Reproduce the part of the listing below that begins at the line containing "[mark] wooden beam" and runs through the line containing "[mark] graffiti on". Include both of those lines and every line between them, unchanged, and set down nothing else.

-- START ROWS --

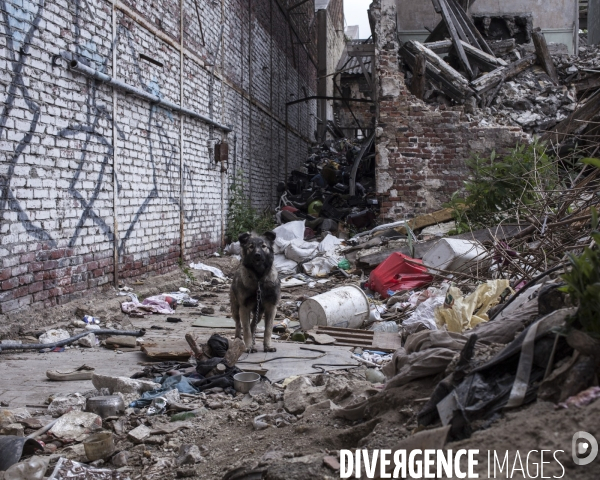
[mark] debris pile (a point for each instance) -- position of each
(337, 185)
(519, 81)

-- END ROWS --
-- START ROWS --

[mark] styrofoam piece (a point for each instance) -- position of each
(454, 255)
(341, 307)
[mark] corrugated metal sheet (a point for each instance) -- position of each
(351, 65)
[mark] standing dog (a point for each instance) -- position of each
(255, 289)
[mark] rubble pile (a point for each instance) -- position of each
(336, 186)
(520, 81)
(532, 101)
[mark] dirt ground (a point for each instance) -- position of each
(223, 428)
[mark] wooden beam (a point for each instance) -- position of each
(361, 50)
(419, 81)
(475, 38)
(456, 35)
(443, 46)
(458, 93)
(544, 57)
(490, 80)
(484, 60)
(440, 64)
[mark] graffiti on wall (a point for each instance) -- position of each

-- END ROWS --

#### [ANSWER TO THIS EXERCISE]
[mark] wooden beam (a point for each instance) -- position of each
(361, 50)
(419, 81)
(475, 38)
(456, 35)
(443, 46)
(458, 93)
(544, 57)
(490, 80)
(484, 60)
(440, 64)
[mark] graffiti on wall (a point for each instance) -- position of each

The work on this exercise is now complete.